Blood, Sweat and Type O: Japan's Weird Science
The New York Times
By DAVID PICKER--Published: December 14, 2006--In the end, the Red Sox apparently decided to spend more than $100 million to get the Japanese pitcher Daisuke Matsuzaka in a Boston uniform for the next six seasons, a daring financial outlay for an athlete who has never thrown a pitch in the major leagues or sampled the mildly insane rivalry between the Red Sox and Yankees.
For intrigued baseball fans in the United States, Matsuzaka's relevant statistics are no-brainers: 26 years old, 6 feet, 187 pounds and a 108-60 record with a 2.95 earned run average in eight seasons with the Seibu Lions.
But what many fans, the Red Sox front office and even Matsuzaka's determined agent, Scott Boras, may not realize is that in the eyes of the Japanese, Matsuzaka’s most revealing statistic might be his blood type, which is Type O. By Japanese standards, that makes Matsuzaka a warrior and thus someone quite capable of striking out Alex Rodriguez, or perhaps Derek Jeter, with the bases loaded next summer.
In Japan, using blood type to predict a person's character is as common as going to McDonald’s and ordering a teriyaki burger. The association is akin to the equally unscientific use of astrological signs by Americans to predict behavior, only more popular. It is widely believed that more than 90 percent of Japanese know their blood type.
"In everyday life in Japan, blood type is used as a kind of a social lubricant, a conversation starter," said Theodore Bestor, a professor of Japanese studies and anthropology at Harvard University. “It’s a piece of information that supposedly gives you some idea of what that person is like as a human being.
"Japanese tend to have a fairly strong kind of inherent belief that genetics and biology really matter in terms of people’s behavior. So I think Japanese might be much more predisposed to thinking about a kind of genetic basis for personality than most Americans would."
Thank goodness he talked to Ted Bestor--that at least salvages the piece from being merely one of a long line of "those goofy Japanese" entertainments that we know have a habit of hitting the front pages every once in a while.
Had the author a fairer sense of Japan (hope springs eternal), he would understand that talking about a person's blood type is not so much a mark of Japanese uniqueness as a sad reminder of the poverty of Japan's fields of polite conversation.
Which is what I hope Professor's Bestor's comment conveys.
----------------------------------------------------------
* Thank you also for not alluding to the names of 1970's pop bands in your article titles.

- [SOURCE MATERIAL]
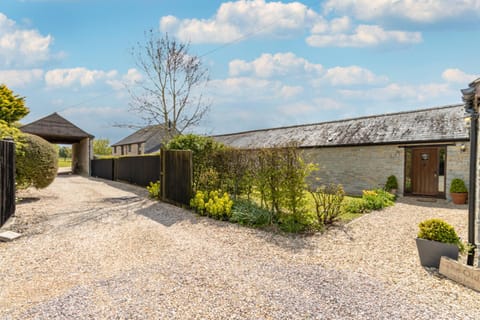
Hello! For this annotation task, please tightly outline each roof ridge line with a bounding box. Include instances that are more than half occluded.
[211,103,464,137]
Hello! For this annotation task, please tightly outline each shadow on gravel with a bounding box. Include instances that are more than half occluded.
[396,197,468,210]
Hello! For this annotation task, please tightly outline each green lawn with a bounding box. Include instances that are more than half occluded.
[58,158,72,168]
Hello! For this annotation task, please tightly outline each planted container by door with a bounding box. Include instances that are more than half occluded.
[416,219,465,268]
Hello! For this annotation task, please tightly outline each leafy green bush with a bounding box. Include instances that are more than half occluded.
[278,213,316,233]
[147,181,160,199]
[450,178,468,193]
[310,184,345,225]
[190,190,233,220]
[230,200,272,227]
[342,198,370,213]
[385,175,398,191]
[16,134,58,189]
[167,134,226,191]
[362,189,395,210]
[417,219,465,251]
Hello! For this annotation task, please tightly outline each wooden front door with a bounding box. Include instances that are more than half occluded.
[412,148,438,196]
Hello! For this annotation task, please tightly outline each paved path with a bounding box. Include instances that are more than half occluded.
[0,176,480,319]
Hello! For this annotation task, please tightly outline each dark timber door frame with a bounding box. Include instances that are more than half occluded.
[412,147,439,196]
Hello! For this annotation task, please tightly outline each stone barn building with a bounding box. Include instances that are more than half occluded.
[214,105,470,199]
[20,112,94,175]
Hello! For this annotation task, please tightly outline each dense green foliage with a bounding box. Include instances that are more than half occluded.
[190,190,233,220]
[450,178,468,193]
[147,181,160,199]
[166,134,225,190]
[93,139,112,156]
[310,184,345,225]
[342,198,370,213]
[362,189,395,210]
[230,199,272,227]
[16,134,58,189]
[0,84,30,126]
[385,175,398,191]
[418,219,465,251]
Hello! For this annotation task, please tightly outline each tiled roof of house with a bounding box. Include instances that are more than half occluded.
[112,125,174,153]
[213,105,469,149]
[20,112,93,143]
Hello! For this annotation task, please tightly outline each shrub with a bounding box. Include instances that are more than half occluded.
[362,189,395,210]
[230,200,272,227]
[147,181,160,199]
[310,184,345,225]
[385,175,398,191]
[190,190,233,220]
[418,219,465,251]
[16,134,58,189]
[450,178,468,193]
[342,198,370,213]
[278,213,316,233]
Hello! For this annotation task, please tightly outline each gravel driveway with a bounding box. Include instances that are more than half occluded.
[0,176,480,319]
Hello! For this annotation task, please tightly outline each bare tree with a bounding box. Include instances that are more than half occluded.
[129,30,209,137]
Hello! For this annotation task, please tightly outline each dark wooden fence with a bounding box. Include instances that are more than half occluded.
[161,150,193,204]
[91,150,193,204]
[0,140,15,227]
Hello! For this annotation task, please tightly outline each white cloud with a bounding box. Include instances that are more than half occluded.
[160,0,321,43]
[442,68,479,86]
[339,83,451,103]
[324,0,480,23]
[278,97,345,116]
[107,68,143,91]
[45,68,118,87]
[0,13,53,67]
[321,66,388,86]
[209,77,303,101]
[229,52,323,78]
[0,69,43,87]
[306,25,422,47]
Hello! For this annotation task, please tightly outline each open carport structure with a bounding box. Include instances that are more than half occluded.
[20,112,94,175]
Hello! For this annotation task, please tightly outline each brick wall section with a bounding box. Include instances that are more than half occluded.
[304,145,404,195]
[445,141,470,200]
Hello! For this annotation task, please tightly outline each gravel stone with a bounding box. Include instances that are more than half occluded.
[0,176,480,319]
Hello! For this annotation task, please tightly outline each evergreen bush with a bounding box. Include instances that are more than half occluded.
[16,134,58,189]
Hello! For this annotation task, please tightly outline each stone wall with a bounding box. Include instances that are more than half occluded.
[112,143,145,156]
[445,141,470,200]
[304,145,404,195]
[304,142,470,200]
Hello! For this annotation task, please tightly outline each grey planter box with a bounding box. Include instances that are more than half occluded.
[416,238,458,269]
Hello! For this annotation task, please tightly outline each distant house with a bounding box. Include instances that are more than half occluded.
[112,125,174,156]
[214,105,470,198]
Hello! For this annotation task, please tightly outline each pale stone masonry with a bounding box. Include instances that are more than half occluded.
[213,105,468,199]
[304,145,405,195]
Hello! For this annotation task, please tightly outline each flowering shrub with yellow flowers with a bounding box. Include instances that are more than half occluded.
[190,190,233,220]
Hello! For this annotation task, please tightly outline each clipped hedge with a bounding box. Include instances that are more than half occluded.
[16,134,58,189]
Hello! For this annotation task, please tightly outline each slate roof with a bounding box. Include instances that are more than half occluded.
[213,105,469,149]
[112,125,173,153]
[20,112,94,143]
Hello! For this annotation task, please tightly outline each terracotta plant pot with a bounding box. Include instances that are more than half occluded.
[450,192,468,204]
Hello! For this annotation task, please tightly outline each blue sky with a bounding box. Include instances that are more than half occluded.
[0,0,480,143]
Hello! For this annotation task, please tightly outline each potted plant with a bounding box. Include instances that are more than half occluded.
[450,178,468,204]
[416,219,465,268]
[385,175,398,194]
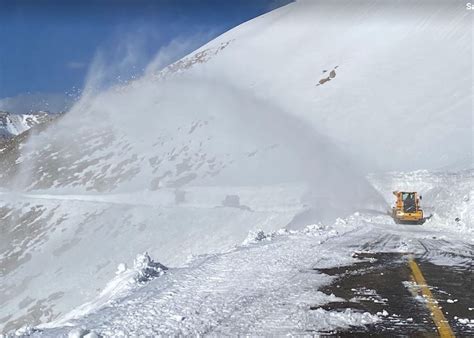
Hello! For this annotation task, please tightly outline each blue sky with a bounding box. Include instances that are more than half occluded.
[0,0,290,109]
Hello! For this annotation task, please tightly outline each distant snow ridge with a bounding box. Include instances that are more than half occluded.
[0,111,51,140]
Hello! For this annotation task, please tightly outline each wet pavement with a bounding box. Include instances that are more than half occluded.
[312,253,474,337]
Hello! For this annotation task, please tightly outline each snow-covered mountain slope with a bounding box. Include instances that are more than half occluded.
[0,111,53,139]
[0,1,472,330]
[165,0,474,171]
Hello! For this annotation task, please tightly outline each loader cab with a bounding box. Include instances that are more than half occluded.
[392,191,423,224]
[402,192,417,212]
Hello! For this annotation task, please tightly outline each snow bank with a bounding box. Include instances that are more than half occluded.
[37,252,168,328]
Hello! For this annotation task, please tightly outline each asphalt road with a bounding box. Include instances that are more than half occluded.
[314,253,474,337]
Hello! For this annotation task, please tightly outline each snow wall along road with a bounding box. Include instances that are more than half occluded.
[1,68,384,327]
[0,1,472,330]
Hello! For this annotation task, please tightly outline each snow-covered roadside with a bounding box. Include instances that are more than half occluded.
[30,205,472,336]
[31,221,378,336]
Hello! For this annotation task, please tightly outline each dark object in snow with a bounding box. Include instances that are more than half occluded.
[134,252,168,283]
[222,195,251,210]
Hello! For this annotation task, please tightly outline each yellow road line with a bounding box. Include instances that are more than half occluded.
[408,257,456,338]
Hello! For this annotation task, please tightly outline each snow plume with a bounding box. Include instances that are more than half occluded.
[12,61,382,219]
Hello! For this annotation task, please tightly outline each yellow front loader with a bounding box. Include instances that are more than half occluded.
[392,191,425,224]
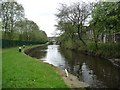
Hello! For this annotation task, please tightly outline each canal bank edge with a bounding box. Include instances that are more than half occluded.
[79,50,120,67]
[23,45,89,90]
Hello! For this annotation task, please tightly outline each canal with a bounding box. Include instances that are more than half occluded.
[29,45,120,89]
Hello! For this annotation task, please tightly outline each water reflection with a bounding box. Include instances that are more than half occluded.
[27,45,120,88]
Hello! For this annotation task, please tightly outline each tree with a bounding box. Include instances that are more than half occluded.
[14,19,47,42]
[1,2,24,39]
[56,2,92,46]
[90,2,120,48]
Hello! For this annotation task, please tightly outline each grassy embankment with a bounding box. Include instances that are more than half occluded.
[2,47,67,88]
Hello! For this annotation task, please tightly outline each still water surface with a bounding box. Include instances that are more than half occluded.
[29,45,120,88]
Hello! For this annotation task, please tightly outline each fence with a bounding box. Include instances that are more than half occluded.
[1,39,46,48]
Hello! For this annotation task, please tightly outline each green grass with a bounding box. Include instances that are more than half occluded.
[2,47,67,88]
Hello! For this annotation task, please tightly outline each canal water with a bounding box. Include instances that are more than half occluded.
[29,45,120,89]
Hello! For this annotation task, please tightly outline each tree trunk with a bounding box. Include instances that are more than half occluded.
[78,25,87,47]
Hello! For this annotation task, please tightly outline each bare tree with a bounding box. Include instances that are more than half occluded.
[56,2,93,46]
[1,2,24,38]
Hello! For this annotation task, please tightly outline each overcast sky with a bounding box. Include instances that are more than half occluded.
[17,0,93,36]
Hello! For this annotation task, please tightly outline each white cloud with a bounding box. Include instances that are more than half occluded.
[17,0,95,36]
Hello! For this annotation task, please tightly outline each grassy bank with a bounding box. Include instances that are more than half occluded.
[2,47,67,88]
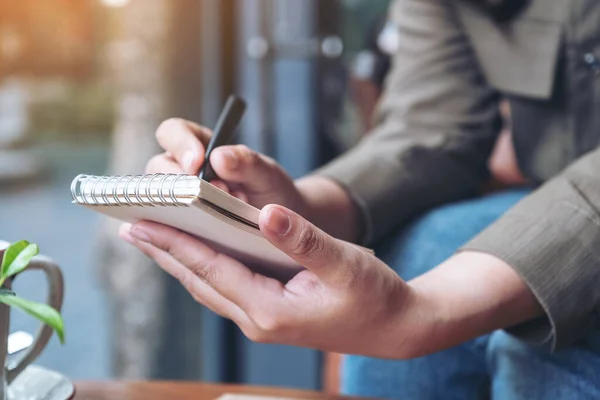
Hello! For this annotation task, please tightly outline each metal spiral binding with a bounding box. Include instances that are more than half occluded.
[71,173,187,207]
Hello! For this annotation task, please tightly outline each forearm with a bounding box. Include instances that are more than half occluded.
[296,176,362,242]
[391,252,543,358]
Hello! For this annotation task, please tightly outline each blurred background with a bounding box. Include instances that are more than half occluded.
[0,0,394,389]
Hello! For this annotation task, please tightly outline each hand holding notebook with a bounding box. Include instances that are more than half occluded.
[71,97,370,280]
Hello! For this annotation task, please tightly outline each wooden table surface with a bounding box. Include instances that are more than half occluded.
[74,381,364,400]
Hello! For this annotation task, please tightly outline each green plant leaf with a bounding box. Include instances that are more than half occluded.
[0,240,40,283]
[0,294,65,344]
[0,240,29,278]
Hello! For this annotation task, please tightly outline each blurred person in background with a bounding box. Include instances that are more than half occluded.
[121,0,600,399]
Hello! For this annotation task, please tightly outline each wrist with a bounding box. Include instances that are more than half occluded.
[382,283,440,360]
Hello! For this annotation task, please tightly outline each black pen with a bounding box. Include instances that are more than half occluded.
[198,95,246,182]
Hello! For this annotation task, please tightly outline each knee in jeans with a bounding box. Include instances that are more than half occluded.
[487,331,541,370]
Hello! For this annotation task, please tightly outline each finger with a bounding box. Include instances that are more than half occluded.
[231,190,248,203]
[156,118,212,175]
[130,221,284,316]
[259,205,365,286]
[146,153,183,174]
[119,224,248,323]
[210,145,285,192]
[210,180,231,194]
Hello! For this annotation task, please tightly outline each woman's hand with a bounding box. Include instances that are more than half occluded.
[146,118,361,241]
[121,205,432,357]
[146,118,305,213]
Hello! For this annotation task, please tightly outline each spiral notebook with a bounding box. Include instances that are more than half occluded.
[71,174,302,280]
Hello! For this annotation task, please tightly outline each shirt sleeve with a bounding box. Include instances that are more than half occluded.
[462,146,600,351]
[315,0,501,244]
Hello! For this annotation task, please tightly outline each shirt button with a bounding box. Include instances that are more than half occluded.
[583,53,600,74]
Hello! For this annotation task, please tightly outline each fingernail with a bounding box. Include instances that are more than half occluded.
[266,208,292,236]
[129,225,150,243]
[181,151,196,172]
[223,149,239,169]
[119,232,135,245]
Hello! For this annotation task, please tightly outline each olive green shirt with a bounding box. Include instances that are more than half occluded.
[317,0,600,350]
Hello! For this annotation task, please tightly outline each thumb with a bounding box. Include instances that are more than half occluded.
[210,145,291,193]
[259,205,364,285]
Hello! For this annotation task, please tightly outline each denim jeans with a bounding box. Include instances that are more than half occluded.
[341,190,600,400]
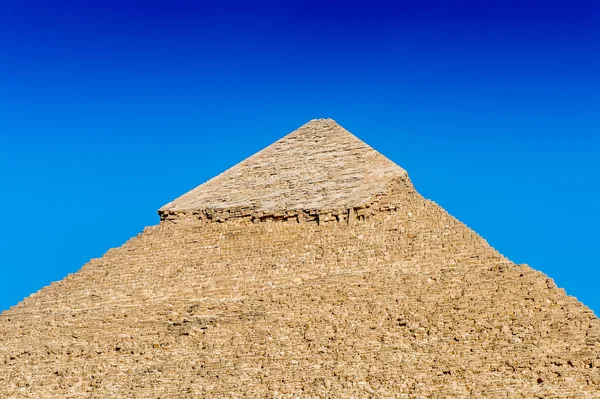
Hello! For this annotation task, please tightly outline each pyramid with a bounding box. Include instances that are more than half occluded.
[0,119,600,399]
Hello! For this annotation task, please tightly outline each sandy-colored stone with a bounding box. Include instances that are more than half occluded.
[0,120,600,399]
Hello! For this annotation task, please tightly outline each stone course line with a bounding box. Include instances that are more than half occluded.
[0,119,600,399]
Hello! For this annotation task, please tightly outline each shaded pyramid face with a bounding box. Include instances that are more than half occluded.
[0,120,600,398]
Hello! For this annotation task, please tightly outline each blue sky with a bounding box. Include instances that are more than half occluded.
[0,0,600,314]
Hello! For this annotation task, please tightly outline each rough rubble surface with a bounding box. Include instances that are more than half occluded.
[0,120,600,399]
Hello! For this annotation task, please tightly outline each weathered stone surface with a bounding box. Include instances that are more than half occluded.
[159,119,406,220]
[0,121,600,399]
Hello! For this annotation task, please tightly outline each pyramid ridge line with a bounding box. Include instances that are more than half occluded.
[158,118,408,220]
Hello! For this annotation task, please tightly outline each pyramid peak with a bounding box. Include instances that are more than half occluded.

- [WORK INSTRUCTION] According to the blood-type article, what share of Japanese people are widely believed to know their blood type? Rely only on the blood-type article, not the material.

- [RESPONSE FOR THIS EXERCISE] More than 90 percent.